TEXT UNDER STUDY
October 28, 2011
Why Some Kidney Disease Patients Can’t Repair Blood Vessels
Substance in the blood blocks repair and contributes to kidney failure
Patients with an autoimmune disease called anti-neutrophil cytoplasmic antibody-associated vasculitis produce antibodies that damage blood vessels in the kidneys.
Patients with the disease harbor elevated blood levels of the protein Flt1, which hinders blood vessel repair.
Inhibiting Flt1 may help prevent kidney failure in the 1:50,000 patients around the world who have anti-neutrophil cytoplasmic antibody-associated vasculitis, plus those with other more frequent diseases involving blood vessels in the kidneys.
Patients with an autoimmune kidney disorder called anti-neutrophil cytoplasmic antibody (ANCA)-associated vasculitis produce antibodies that damage blood vessels in the kidneys. Researchers have wondered what factors play a role in determining whether patients' bodies can repair this damage.
To investigate, Sandrine Le Roux, PhD, Fadi Fakhouri, MD, PhD (Institute of Transplantation Urology Nephrology, in Nantes, France), and their colleagues examined the blood of 81 patients with ANCA-associated vasculitis, 21 patients with other types of kidney disease, and 18 healthy individuals.

GIVEN INFORMATION
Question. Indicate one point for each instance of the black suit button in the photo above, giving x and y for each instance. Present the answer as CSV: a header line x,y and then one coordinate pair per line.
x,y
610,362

STUDY QUESTIONS
[A] According to the article on kidney blood vessel repair, which blood protein is elevated in patients with the disease and hinders the repair of blood vessels?
[B] Write the next part of the article on kidney blood vessel repair, starting after its final sentence.

RESULTS FOR EACH TASK
[A] Flt1

[B]
The investigators found that compared with others in the study, patients with ANCA-associated vasculitis harbor elevated blood levels of the molecule Flt1, which hinders the repair of blood vessels. As a result, their bodies may not be able to fix damaged blood vessels, setting them on a path of continued disease progression.
"Our data suggest that in some kidney diseases, not only are blood vessels damaged, but their repair is also impaired by an increase of Flt1 in the blood," said Dr. Fakhouri. "Inhibiting Flt1 may help improve blood vessel repair in some kidney disease patients and thus reduce their risk of progression to kidney failure," he added.